----- INFORMATION SHOWN -----

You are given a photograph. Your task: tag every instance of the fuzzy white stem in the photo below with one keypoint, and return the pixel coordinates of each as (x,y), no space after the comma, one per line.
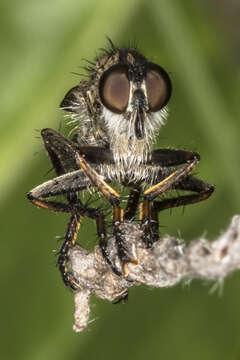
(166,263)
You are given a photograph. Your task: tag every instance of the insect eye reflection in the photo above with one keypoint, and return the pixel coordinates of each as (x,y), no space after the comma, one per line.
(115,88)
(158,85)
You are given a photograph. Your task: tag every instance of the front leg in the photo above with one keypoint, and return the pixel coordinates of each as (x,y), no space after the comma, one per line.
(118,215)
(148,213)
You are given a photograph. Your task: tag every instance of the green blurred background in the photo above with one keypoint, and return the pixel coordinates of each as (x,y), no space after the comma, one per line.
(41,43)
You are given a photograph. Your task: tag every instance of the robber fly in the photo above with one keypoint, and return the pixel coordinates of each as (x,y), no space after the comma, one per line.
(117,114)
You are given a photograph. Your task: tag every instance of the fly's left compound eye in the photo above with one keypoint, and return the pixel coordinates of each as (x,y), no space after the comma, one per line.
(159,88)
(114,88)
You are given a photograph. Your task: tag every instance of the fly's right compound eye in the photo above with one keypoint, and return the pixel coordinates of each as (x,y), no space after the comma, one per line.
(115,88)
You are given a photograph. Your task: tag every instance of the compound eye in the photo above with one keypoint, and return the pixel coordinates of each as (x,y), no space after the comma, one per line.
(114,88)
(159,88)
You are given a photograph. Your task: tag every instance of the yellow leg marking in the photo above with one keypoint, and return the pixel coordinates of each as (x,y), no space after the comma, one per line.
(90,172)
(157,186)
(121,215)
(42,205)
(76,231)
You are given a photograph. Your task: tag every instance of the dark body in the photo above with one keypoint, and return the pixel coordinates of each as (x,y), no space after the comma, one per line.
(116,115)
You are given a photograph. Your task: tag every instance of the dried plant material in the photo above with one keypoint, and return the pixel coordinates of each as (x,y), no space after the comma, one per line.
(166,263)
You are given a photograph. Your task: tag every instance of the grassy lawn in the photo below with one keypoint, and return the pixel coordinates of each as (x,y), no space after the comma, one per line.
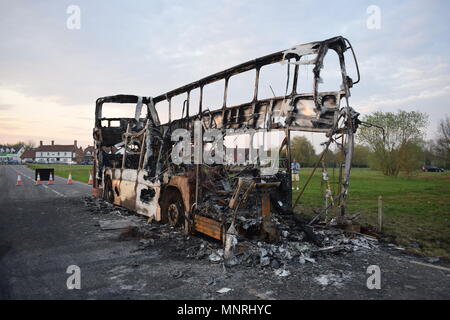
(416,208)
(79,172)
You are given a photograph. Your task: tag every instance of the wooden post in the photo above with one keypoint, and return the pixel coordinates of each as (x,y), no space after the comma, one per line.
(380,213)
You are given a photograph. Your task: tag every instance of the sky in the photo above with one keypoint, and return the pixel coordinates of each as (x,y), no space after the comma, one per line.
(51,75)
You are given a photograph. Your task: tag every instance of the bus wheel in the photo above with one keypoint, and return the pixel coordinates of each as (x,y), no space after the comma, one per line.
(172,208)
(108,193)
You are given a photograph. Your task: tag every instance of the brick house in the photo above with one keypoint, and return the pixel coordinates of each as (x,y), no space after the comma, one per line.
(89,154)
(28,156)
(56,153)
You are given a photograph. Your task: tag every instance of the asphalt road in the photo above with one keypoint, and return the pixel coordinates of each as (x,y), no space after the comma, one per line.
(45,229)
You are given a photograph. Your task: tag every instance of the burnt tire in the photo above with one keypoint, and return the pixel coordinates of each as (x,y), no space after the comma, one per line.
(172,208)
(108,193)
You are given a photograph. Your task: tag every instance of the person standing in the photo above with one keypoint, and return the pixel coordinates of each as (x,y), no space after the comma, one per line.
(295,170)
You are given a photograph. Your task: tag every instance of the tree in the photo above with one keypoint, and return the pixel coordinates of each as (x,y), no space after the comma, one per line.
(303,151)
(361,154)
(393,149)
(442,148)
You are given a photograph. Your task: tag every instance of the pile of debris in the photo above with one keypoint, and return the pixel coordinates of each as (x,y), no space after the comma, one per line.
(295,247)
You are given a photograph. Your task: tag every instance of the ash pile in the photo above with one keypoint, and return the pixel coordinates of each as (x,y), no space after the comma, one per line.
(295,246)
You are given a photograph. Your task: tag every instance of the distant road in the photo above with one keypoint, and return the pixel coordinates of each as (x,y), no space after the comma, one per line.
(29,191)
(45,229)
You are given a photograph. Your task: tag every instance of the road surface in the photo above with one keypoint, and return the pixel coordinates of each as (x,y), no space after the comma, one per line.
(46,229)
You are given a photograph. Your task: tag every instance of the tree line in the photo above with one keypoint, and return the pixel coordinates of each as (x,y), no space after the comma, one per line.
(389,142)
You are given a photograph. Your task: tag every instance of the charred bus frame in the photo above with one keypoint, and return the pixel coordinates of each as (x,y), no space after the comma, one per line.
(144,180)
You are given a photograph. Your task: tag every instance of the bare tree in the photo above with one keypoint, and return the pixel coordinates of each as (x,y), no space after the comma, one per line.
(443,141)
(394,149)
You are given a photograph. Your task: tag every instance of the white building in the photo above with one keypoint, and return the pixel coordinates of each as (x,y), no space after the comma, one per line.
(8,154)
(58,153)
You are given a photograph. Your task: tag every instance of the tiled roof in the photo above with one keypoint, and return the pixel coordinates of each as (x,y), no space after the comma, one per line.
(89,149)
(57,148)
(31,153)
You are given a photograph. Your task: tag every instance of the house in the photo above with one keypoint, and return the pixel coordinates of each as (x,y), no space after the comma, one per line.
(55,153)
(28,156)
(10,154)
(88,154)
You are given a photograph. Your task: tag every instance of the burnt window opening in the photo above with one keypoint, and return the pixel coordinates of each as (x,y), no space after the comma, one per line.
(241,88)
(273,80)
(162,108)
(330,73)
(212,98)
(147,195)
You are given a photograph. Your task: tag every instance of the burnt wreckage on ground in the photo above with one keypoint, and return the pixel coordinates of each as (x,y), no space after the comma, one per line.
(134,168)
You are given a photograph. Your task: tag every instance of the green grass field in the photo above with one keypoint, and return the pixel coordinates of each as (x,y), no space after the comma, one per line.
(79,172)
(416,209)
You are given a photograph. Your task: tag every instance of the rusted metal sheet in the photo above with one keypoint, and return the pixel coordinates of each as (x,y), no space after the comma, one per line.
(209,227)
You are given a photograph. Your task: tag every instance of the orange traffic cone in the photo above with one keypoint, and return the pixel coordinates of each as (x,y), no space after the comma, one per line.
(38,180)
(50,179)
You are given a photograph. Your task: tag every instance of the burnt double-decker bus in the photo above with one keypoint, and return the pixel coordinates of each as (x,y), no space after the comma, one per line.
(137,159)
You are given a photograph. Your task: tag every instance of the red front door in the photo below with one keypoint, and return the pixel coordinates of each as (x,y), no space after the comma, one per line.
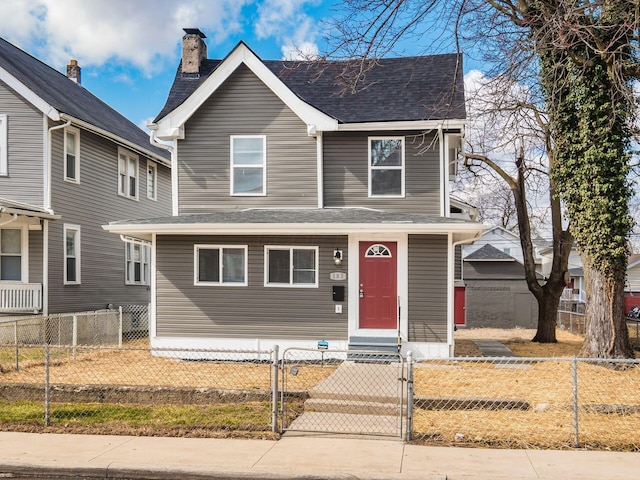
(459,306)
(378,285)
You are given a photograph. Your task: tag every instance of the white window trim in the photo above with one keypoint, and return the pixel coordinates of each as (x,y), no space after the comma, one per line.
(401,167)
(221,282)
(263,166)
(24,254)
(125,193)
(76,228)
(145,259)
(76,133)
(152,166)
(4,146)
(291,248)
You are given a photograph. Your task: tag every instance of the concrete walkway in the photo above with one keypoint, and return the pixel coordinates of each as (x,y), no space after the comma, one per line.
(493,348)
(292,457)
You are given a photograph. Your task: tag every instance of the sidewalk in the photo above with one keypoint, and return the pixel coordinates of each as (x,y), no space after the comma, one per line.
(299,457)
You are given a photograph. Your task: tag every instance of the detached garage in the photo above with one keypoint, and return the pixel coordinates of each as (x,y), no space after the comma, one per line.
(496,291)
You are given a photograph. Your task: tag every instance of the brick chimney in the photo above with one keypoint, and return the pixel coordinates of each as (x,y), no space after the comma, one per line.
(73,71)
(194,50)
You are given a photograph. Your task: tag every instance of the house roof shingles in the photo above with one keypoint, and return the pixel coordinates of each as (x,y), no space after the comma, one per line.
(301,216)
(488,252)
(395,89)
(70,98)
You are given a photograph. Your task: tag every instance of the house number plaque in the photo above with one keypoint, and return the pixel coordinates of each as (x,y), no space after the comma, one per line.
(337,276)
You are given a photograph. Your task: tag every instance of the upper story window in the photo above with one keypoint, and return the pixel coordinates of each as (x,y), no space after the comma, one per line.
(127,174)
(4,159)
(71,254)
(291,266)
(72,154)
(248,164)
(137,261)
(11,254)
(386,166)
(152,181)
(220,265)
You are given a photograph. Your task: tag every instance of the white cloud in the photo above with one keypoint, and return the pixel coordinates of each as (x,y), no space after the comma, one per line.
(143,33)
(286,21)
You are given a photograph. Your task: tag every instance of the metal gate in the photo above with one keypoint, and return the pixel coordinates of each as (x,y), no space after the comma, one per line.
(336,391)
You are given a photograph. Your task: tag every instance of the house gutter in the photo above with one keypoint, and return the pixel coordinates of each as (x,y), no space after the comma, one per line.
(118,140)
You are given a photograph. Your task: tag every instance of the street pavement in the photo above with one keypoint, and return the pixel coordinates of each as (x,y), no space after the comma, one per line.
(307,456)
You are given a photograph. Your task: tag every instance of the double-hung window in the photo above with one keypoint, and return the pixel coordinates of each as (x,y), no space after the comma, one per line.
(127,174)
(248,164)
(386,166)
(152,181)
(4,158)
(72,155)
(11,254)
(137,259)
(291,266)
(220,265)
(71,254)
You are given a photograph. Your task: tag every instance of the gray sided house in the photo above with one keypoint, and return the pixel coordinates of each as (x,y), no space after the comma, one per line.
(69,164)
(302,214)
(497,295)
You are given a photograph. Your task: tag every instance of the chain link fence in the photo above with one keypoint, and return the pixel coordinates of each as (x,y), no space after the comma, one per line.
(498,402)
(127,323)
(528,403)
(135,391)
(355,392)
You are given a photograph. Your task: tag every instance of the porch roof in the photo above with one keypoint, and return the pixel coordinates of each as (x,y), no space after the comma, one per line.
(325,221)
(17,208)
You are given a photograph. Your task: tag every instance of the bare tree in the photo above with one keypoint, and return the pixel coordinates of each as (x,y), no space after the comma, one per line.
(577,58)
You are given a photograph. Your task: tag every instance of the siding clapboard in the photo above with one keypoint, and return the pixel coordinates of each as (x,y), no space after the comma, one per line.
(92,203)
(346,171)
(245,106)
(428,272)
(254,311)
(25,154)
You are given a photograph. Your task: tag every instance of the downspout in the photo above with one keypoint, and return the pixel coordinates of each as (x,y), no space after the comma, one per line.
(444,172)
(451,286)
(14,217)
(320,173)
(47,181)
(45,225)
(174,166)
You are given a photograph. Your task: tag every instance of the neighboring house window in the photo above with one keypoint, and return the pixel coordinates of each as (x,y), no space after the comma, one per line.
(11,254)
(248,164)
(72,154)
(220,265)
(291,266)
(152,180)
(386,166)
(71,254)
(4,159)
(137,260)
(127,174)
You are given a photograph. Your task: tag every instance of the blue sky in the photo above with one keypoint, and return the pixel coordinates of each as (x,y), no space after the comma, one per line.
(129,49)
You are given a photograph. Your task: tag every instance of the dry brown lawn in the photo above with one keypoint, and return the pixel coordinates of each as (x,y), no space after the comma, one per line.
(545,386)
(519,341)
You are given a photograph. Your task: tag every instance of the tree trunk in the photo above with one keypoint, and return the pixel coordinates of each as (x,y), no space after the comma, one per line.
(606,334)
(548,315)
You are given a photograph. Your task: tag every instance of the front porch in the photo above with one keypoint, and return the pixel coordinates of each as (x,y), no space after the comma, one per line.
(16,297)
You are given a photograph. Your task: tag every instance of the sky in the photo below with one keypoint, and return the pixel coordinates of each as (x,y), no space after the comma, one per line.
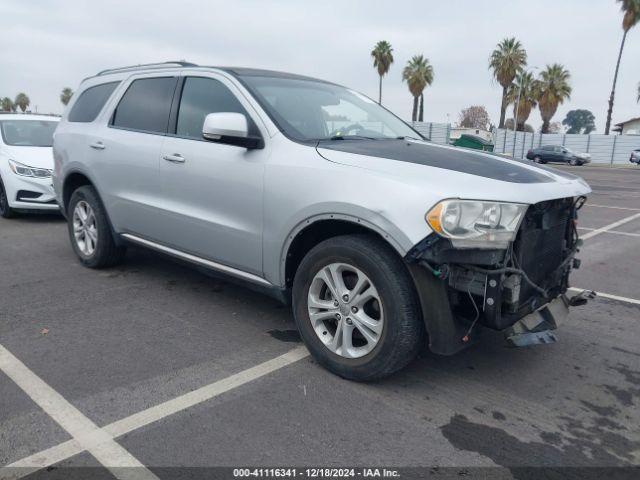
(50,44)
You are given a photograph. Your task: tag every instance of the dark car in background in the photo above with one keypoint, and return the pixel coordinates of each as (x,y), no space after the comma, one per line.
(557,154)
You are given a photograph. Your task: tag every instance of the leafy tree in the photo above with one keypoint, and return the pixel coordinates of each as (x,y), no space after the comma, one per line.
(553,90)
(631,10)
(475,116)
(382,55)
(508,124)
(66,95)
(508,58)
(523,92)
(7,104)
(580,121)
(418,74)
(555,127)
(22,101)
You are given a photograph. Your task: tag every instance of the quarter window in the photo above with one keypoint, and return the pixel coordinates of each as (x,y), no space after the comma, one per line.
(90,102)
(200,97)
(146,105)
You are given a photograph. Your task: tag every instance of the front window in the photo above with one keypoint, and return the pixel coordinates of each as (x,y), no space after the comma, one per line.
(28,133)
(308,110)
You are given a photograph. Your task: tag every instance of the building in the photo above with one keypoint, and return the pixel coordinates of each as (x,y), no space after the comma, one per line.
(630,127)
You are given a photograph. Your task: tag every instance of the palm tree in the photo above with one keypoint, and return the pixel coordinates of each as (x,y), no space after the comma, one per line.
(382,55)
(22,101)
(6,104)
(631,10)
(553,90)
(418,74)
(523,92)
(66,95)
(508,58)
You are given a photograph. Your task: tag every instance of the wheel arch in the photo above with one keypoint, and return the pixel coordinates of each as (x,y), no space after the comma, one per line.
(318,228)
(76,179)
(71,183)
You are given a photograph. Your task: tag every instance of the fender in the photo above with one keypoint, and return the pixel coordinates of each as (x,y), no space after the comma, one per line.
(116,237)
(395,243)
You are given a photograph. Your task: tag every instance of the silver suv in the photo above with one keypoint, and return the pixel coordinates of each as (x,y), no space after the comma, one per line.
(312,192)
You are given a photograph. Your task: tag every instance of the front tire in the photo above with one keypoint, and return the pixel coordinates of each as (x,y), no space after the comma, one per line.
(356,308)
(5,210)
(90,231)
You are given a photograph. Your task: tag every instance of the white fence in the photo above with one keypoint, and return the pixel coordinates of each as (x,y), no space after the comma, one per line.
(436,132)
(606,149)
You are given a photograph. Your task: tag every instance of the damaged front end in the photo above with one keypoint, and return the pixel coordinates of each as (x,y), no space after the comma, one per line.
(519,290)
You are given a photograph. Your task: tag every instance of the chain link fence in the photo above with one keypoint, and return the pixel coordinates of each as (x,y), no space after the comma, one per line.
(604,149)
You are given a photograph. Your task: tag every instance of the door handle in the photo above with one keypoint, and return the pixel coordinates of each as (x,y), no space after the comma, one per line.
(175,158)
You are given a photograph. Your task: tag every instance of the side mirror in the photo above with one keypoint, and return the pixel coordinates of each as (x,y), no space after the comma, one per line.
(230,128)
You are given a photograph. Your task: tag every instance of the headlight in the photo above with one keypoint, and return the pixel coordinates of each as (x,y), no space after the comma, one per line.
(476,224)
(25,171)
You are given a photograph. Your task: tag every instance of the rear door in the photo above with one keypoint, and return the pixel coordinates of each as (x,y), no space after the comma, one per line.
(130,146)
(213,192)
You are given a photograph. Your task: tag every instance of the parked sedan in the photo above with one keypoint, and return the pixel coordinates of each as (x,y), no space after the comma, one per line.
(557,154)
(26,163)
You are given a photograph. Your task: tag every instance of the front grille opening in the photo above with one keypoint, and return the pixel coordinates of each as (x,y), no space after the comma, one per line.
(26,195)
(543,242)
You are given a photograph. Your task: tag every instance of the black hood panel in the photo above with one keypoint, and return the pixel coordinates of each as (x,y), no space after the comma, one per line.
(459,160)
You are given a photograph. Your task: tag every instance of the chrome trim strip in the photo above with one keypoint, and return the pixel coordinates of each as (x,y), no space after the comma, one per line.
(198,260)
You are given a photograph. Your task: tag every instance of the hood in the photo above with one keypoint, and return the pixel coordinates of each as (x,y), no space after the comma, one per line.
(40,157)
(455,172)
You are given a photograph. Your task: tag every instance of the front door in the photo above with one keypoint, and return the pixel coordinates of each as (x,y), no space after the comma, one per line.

-----

The required answer is the line with "of the hood" plus every line after it to the end of the entries above, transcribed exactly.

You are given a photograph. Your task: tag every instance of the hood in the photo above with one keypoint, and return the pixel coordinates of each as (x,y), no space after the comma, one per line.
(40,157)
(455,172)
You are given a photograph. Your task: tag every instance of the front door in the photo above with one keypoint, and return the pixel coordinates of each as (x,y), no space after the comma, one per line.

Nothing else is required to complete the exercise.